NCD is, together with mastitis, one the main pathologies inducing AMR [44,45]. Although feeding calves with milk from dams receiving antibiotics have been considered as a risk for the appearance of AMR, the indiscriminate use of antimicrobials for NCD treatment, even if a bacterial aetiology has not been confirmed, has been suggested as the most probable reason [45,46,47]. Regarding the usual antimicrobial treatments proposed, reviews have focused on the treatment of NCD indicate aminopenicillins, third- and fourth-generation cephalosporins, trimethoprim/sulphonamides, tetracyclines and, in some cases, fluoroquinolones as the most recommended antimicrobials for ETEC infections; nevertheless, most of these authors suggest that antimicrobial therapy must only be used in those cases showing systemic involvement [10,48,49,50]. Regrettably, the latest studies show that antibiotics are still used indiscriminately in treating this condition regardless of the aetiology or presentation [12]. In addition, our results reveal that only gentamicin and third- and fourth-generation cephalosporins can be considered as an effective therapeutic option for ETEC infections causing NCD since most isolates were susceptible. However, these antimicrobials are listed as Category C (gentamicin) or even Category B (third- and fourth-generation cephalosporins) according to the recommendations of the Antimicrobial Advice ad hoc Expert Group (AMEG) of the European Medicines Agency (EMA), and therefore they must not be used as an empirical treatment in veterinary practice, particularly those from Category B since they are considered as critical important antimicrobials for human medicine [14]. This should also be considered for fluoroquinolones as they are also classified in this category and, in addition, very few ETEC strains were susceptible to them. In this respect, it must be mentioned that all the recommended options for NCD in the first line treatment category (Category D) such as aminopenicillins, tetracyclines and trimethoprim/sulphonamides [14] presented null or very low sensitivity rates. Taking all this into consideration, antimicrobial therapy in NCD caused by ETEC should be avoided unless there is evidence of systemic involvement. For the same reason, implementation of AST would be very useful in ETEC NCD outbreaks since it allows establishing a farm record of antimicrobial susceptibility of circulating strains, and therefore a better empirical selection of antimicrobials.

5. Conclusions

AMR in ETEC isolates from NCD cases in Spain is extremely high, accounting for 100% of MDR strains; these concerning results should serve as a reminder of using antibiotic treatment for NCD only in cases showing systemic involvement. Our data indicate that only a few antimicrobials (gentamicin and third- and four-generation cephalosporins) are an effective choice for the treatment of ETEC infections in diarrhoeic calves; however, the empirical use of these antibiotics should be restricted, especially third- and four-generation cephalosporins, since they are considered as critically important antimicrobials for human medicine. In addition, the observed overall lack of susceptibility of ETEC to first line antimicrobials used in veterinary medicine indicates that performing AST in each NCD outbreak is needed in order to establish an effective treatment.

(Dataset rows)
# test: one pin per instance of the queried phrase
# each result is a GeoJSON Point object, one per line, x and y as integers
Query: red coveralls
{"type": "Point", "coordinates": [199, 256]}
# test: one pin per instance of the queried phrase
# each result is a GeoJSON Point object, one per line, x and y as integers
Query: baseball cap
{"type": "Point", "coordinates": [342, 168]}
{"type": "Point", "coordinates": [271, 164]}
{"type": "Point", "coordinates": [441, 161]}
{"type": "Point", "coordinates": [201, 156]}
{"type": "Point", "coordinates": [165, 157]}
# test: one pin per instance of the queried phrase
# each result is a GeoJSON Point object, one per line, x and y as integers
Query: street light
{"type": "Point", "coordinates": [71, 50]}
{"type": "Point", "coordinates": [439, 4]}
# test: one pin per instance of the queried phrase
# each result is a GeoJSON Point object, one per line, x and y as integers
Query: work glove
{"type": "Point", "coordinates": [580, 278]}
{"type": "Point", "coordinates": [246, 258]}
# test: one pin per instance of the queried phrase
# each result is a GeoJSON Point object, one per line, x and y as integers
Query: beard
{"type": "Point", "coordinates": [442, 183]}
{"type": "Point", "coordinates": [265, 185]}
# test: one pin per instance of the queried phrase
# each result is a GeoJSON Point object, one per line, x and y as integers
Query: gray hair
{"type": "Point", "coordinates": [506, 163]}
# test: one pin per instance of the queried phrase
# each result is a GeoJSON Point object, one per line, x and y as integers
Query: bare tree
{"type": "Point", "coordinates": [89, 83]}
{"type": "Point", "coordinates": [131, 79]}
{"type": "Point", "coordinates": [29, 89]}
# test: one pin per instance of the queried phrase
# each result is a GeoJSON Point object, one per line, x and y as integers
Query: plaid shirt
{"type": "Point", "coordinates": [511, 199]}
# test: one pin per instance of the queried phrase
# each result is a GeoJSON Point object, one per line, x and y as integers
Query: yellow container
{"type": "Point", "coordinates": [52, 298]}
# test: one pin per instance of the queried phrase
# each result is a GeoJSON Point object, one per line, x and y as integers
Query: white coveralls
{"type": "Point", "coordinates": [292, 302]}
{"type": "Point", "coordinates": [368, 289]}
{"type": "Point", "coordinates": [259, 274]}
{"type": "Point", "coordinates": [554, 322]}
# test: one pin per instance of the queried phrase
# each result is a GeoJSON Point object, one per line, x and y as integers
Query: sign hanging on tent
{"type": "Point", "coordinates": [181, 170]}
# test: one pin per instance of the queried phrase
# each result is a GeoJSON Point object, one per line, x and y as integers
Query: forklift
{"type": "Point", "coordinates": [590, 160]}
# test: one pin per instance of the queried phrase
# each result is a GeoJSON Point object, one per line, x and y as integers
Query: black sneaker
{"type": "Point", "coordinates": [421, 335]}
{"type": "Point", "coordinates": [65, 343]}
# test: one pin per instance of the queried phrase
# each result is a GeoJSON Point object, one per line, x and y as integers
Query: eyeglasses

APPLY WHAT YOU READ:
(A) Rename "ETEC" as "enterotoxigenic E. coli" throughout the part of the calf diarrhea passage between "5. Conclusions" and "an effective treatment.", inclusive, and write out that part.
(B) List every antimicrobial or antimicrobial group named in the calf diarrhea passage.
(C) Shorten the paragraph of the calf diarrhea passage that begins "AMR in ETEC isolates from NCD cases in Spain" into a short list that keeps its main facts.
Rely only on the calf diarrhea passage for every answer.

RESPONSE LIST:
(A)
5. Conclusions

AMR in enterotoxigenic E. coli isolates from NCD cases in Spain is extremely high, accounting for 100% of MDR strains; these concerning results should serve as a reminder of using antibiotic treatment for NCD only in cases showing systemic involvement. Our data indicate that only a few antimicrobials (gentamicin and third- and four-generation cephalosporins) are an effective choice for the treatment of enterotoxigenic E. coli infections in diarrhoeic calves; however, the empirical use of these antibiotics should be restricted, especially third- and four-generation cephalosporins, since they are considered as critically important antimicrobials for human medicine. In addition, the observed overall lack of susceptibility of enterotoxigenic E. coli to first line antimicrobials used in veterinary medicine indicates that performing AST in each NCD outbreak is needed in order to establish an effective treatment.

(B)
- aminopenicillins
- third- and fourth-generation cephalosporins
- trimethoprim/sulphonamides
- tetracyclines
- fluoroquinolones
- gentamicin

(C)
- AMR in ETEC isolates from NCD cases in Spain is extremely high, with 100% of strains being MDR.
- Antibiotic treatment for NCD should be used only in cases showing systemic involvement.
- Only gentamicin and third- and fourth-generation cephalosporins are an effective choice against ETEC in diarrhoeic calves.
- Their empirical use should be restricted, especially the cephalosporins, which are critically important antimicrobials for human medicine.
- ETEC shows an overall lack of susceptibility to first line veterinary antimicrobials, so AST is needed in each NCD outbreak to set an effective treatment.